_SOURCE TEXT_
········
Liza says that she is passionate about both research and teaching at JCU. “I am interested in the link between our brain and our behaviour, and the subjects I teach here at JCU are related to that. The second-year subject I teach, for instance, focuses on behavioural neuroscience, and the third year one is about cognitive neuroscience,” Liza says.
“Neuroscientists investigate the underlying mechanisms of our behaviour, for instance when people make decisions. We are asking what is driving our decisions, and if our neurotransmitters could play a role in this,” Liza says.
“To give an example, if you watch commercials, some of them are super-catchy. These commercials focus on that reward system that we have in our brain, and therefore they are definitely involved in our decision making.”
Liza says that some students may see neuroscience as a challenging area of study due to the biology and anatomy that is discussed in these subjects. “But then students see they are learning more about their own brain and their own behaviour,” she says.
“They are getting an understanding of why they are doing things the way they do, such why they keep postponing working on that essay”, Liza says and laughs.
“The students and I also discuss how certain medications can impact a patient's behaviour, such as antidepressants. That is going to help future graduates if they are planning to work in the clinical space. So, these neuroscience subjects are really about opening up students’ minds to these concepts,” Liza says.
Helping infants at risk
Aside from teaching, Liza says she finds it rewarding that her research intersects with both psychology and human biology. “We value that information from biology, and we value that information from the clinical psychology space.
········
_TASK INSTRUCTIONS_
1) Summarize the profile of Liza in two sentences.
2) List every field of study named in the profile of Liza.
3) Continue the profile of Liza, picking up after its final sentence.
The rows below come from a separate source and are unrelated to the profile of Liza.

_PROVIDED INFORMATION_
········
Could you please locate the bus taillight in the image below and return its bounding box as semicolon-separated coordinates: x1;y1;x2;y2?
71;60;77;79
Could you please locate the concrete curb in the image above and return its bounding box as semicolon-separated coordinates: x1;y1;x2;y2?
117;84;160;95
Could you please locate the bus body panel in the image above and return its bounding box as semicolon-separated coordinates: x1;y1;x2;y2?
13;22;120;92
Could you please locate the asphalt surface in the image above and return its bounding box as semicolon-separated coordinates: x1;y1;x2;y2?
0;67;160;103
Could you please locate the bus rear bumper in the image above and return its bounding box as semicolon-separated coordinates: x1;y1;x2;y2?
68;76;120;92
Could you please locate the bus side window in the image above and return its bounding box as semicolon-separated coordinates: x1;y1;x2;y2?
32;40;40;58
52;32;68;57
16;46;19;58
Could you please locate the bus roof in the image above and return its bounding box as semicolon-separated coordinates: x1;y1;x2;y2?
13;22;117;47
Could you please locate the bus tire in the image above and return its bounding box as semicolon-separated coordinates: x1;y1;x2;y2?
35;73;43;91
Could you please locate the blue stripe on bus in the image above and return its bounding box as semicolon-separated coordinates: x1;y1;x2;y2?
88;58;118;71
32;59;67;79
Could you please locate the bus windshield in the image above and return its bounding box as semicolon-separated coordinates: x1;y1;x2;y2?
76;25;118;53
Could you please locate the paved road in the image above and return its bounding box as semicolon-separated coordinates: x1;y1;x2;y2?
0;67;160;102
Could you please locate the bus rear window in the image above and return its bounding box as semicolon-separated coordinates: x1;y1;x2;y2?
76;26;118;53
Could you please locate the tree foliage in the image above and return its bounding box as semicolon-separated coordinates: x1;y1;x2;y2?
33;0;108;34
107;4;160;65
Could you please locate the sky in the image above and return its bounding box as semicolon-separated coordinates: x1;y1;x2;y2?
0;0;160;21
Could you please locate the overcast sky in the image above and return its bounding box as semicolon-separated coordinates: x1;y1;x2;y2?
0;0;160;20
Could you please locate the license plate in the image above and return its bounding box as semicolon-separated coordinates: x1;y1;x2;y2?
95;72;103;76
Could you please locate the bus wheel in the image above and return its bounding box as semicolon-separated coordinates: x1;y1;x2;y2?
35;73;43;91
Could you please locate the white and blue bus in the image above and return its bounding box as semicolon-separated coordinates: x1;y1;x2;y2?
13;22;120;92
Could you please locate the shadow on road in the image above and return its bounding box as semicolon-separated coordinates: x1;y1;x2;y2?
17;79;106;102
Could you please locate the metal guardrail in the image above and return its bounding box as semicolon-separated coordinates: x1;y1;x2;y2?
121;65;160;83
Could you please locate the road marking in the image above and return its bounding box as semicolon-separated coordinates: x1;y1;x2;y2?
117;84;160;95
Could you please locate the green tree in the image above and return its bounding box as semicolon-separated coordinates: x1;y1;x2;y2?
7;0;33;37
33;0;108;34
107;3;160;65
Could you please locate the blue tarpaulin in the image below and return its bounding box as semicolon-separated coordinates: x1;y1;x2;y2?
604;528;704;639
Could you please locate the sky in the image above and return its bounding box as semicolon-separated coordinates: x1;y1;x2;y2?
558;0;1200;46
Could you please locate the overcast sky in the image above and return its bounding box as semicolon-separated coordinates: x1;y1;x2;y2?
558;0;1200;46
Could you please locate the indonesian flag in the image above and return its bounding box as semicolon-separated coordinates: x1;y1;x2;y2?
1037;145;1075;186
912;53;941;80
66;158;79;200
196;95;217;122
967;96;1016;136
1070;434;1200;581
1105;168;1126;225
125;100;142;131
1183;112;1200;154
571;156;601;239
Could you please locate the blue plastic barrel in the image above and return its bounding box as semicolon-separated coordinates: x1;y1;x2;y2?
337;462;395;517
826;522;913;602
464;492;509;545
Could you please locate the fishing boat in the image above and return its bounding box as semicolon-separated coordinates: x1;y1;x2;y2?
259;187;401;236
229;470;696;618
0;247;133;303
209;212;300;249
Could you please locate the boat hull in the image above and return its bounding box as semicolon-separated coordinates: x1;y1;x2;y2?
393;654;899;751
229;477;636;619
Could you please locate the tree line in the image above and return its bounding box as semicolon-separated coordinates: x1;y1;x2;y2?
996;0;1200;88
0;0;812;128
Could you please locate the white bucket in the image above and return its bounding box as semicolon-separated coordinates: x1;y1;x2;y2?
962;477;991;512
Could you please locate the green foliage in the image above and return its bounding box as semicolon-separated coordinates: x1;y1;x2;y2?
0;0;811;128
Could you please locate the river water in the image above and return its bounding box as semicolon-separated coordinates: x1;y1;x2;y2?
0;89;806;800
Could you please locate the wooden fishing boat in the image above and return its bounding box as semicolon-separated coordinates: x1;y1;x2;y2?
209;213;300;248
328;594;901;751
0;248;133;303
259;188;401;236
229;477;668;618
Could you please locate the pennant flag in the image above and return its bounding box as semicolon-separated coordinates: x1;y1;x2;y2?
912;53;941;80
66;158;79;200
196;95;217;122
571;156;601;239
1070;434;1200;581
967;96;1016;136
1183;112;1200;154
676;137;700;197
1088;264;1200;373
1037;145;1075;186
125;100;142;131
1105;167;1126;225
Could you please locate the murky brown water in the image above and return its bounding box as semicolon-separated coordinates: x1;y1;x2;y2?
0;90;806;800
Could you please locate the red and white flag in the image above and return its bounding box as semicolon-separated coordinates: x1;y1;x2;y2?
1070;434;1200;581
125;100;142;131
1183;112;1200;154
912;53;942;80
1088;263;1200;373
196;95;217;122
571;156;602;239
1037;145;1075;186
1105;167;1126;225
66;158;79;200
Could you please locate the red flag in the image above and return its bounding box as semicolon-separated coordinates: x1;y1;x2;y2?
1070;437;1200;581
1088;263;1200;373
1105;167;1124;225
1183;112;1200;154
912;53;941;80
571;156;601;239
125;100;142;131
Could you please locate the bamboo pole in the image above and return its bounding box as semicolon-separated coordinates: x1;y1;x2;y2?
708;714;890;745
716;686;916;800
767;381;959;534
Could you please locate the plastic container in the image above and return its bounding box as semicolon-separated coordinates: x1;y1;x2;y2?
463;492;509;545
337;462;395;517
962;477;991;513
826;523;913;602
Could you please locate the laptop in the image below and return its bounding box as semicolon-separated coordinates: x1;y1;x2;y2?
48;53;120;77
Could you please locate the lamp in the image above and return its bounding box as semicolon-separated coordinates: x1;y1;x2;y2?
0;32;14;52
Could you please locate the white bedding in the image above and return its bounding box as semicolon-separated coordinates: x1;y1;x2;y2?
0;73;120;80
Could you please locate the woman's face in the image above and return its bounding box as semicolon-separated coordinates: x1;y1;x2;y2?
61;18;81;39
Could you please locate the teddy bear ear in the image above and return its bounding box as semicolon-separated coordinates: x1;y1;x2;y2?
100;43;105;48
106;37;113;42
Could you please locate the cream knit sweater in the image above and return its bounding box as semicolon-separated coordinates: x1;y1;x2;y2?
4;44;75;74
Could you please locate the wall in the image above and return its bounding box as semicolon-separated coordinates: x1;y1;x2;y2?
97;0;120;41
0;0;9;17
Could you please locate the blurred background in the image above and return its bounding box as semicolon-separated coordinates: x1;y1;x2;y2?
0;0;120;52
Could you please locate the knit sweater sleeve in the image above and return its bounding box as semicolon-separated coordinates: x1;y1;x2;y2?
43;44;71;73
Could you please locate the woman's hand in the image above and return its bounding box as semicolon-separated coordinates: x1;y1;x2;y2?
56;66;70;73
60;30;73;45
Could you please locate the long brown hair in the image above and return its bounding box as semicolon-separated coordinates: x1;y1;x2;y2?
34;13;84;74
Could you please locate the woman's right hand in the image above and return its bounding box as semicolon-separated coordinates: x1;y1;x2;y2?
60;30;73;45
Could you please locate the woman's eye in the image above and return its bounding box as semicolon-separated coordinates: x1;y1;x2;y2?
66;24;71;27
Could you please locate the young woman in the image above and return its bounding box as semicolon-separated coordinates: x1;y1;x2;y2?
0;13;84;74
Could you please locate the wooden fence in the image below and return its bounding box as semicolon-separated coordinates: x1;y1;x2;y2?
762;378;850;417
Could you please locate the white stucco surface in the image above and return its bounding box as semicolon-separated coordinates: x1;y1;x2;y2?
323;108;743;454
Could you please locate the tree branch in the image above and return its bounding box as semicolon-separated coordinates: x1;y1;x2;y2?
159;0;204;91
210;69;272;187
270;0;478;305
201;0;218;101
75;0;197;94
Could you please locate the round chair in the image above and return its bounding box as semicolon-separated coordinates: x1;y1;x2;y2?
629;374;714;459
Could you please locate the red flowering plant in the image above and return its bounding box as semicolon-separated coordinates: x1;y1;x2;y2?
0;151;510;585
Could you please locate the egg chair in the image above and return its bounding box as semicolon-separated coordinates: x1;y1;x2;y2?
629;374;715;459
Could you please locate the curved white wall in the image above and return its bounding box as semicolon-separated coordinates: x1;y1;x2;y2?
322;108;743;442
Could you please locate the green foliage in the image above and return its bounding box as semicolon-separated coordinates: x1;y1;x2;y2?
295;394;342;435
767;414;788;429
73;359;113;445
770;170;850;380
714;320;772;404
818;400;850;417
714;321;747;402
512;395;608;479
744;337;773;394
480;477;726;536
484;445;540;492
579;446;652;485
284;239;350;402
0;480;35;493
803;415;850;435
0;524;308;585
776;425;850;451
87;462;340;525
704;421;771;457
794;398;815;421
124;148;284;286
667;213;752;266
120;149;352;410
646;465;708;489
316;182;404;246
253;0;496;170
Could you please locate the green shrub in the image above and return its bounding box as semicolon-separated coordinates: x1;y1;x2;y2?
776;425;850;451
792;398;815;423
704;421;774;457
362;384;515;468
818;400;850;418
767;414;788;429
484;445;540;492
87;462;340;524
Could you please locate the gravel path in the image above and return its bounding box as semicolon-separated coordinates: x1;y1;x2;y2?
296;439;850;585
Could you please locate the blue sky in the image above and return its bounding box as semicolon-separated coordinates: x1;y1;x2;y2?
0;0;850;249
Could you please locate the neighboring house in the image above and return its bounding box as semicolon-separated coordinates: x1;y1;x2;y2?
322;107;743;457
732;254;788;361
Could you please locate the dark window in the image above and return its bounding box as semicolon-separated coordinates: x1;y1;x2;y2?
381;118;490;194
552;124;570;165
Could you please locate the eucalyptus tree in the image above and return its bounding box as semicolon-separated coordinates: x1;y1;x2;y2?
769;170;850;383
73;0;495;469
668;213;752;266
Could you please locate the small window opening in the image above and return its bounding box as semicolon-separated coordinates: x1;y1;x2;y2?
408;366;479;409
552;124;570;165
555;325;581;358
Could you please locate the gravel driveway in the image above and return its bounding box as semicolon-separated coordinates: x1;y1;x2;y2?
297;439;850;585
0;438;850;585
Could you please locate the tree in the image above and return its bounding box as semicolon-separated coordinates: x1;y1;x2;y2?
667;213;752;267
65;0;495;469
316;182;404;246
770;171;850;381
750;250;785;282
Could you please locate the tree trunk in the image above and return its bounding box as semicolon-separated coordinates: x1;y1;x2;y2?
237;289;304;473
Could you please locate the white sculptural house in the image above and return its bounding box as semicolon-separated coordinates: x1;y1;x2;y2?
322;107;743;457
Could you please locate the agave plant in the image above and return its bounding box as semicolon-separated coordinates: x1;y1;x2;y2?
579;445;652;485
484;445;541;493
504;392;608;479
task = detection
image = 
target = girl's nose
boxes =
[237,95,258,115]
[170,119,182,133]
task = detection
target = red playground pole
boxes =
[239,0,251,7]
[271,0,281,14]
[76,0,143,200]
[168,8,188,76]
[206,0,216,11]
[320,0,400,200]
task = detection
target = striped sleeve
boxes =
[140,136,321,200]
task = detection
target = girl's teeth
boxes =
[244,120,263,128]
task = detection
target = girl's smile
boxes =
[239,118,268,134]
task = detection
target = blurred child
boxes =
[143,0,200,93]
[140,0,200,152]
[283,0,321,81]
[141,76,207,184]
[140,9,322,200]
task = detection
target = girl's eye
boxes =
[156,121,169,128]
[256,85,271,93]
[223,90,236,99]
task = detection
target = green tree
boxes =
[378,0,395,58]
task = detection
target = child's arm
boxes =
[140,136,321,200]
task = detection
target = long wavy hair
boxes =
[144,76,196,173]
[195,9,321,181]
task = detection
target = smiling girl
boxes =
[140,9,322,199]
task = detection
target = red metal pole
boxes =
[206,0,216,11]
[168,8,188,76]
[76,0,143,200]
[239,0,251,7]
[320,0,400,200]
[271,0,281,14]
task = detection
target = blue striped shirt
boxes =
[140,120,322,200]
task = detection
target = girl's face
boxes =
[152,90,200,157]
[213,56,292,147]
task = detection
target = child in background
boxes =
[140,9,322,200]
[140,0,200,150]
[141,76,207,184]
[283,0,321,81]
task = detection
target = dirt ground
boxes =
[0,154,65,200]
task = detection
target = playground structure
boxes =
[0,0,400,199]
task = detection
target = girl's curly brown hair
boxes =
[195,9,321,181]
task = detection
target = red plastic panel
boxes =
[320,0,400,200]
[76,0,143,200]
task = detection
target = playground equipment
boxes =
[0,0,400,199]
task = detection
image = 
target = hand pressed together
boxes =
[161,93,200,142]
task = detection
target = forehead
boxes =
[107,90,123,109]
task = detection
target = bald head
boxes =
········
_ANSWERS IN ORDER_
1) Liza is passionate about both research and teaching at JCU, where she teaches second- and third-year subjects on behavioral and cognitive neuroscience that reflect her interest in the link between the brain and behavior. She says some students may find neuroscience challenging because of its biology and anatomy, but they come to understand their own brains and behavior, and she finds it rewarding that her research intersects with psychology and human biology.

2)
- Neuroscience
- Behavioral neuroscience
- Cognitive neuroscience
- Biology
- Anatomy
- Psychology
- Human biology
- Clinical psychology

3)
“Linking it together, we can explain what's happening in the brain. We can relate brain patterns to clinical symptoms we're seeing in particular patients or vice versa.” Liza says that having this information helps psychologists better assess how they can best help their patients.
Liza is currently working on a research project that takes MR images of infants who may be at risk for adverse outcomes later in life, such as children born preterm or with a brain bleed.
The research will examine to what extent the MRI brain scans can help predict which challenges these infants may face in the future. This will assist in offering the appropriate early intervention to such infants in the future.
“We are very close to getting that project off the ground. All the approvals are in, and there's a new MRI scanner in Townsville. It's all perfect timing,” she says. “We hope to get the pilot study up and running soon in both Townsville and Cairns. So that's definitely my main focus within the next few months.”